◆ EXERCISE ◆
Give every line of the records as a JSON list of strings, one string per line, with blank lines dropped. Leave the pictures out of the list.

◆ DATA RECORDS ◆
---------------

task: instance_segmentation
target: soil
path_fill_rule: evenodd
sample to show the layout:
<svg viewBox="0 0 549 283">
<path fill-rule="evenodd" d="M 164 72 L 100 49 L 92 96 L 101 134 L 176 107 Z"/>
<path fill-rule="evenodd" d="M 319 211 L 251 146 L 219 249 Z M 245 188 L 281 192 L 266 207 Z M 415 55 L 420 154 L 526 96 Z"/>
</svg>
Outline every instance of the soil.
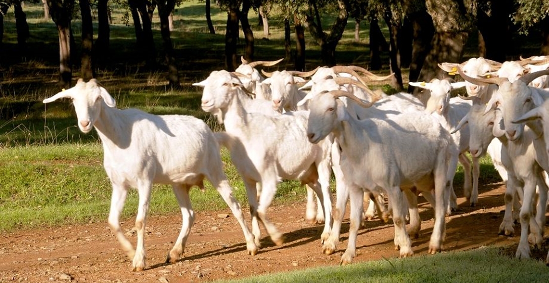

---------------

◆ RESPONSE ◆
[
  "task: instance_segmentation",
  "target: soil",
  "path_fill_rule: evenodd",
  "sample to show the layout:",
  "<svg viewBox=\"0 0 549 283\">",
  "<path fill-rule=\"evenodd\" d=\"M 164 72 L 100 49 L 92 96 L 101 134 L 176 107 Z\"/>",
  "<path fill-rule=\"evenodd\" d=\"M 319 211 L 251 146 L 219 249 Z M 245 188 L 281 192 L 266 207 Z M 415 55 L 420 154 L 526 96 Z\"/>",
  "</svg>",
  "Outline every instance of the soil."
]